** Stored entries **
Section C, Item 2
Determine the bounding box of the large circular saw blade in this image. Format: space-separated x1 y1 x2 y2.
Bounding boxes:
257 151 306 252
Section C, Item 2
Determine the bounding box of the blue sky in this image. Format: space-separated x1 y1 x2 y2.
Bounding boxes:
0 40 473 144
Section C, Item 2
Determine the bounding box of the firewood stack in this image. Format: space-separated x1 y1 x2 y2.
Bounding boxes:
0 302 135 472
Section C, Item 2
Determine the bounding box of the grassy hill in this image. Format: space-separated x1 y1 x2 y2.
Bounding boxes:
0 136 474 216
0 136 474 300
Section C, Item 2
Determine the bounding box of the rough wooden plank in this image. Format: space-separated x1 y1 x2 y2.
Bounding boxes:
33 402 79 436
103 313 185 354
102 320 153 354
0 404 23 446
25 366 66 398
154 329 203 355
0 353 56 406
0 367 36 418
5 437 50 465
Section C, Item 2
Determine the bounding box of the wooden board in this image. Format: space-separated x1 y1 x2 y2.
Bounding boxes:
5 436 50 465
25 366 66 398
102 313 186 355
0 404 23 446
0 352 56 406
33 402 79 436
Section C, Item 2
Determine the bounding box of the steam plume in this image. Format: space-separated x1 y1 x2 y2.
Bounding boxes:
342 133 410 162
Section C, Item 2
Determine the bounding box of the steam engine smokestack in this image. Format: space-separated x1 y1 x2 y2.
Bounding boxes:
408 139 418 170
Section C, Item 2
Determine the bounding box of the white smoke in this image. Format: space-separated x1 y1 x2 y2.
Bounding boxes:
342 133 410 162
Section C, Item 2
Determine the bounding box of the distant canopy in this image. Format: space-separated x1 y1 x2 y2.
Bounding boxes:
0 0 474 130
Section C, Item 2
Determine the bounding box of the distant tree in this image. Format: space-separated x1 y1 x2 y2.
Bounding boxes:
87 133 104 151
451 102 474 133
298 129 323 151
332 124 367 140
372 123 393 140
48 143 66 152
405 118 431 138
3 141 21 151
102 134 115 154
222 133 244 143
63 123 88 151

** TASK OBJECTIVE **
Turn every line of the listing above into a JSON list of strings, one string per line, leaving out blank lines.

** TASK ANSWER **
[
  "Section C, Item 2",
  "Determine the bounding box of the large circular saw blade in this image. Format: space-separated x1 y1 x2 y2.",
  "Bounding boxes:",
  "257 151 306 252",
  "Section C, Item 2",
  "Determine the bounding box of the blue sky in this image. Format: space-separated x1 y1 x2 y2.",
  "Bounding boxes:",
  "0 40 473 144",
  "Section C, Item 2",
  "Determine the bounding box of the firewood stack in this image. Format: space-separated x1 y1 x2 y2.",
  "Bounding boxes:",
  "0 302 135 472",
  "Section C, Item 2",
  "Determine the bounding box of the grassy hill in this image. Format: space-separated x1 y1 x2 y2.",
  "Bounding boxes:",
  "0 136 474 216",
  "0 136 474 300",
  "Section C, Item 2",
  "Determine the bounding box of the rough wooden plank in this image. Format: space-separated x1 y1 x2 y2.",
  "Bounding boxes:",
  "33 402 79 436",
  "103 313 185 354",
  "102 320 153 354",
  "0 404 23 446",
  "25 366 66 398",
  "154 329 203 355",
  "0 353 56 406",
  "0 367 36 418",
  "5 437 50 465",
  "Section C, Item 2",
  "Determine the bounding box of the wooden board in this image. Format: space-separated x1 y1 x2 y2.",
  "Bounding boxes:",
  "5 436 50 465",
  "25 366 66 398",
  "102 313 186 355",
  "0 404 23 446",
  "0 352 56 406",
  "33 402 79 436",
  "Section C, Item 2",
  "Determine the bounding box of the steam plume in this image. Format: space-separated x1 y1 x2 y2.",
  "Bounding boxes:",
  "342 133 410 162",
  "Section C, Item 2",
  "Determine the bounding box of the steam engine smokestack in this image. Format: space-separated x1 y1 x2 y2.",
  "Bounding boxes:",
  "408 139 418 170",
  "Section C, Item 2",
  "Determine the bounding box of the white smoke in this image. Format: space-separated x1 y1 x2 y2.",
  "Bounding boxes:",
  "342 133 410 162",
  "Section C, Item 2",
  "Determine the bounding box of the distant canopy in this image. Format: space-separated x1 y1 x2 y2.",
  "Bounding boxes:",
  "0 0 474 130",
  "Section C, Item 2",
  "Determine the bounding box of the distant tree in this image. Format: space-separated x1 y1 x2 y2.",
  "Bounding boxes:",
  "87 133 104 151",
  "451 102 474 133",
  "298 129 323 151",
  "332 124 367 140",
  "372 123 393 140",
  "48 143 66 152",
  "405 118 431 138",
  "3 141 21 151",
  "102 134 115 154",
  "222 133 244 143",
  "63 123 88 151"
]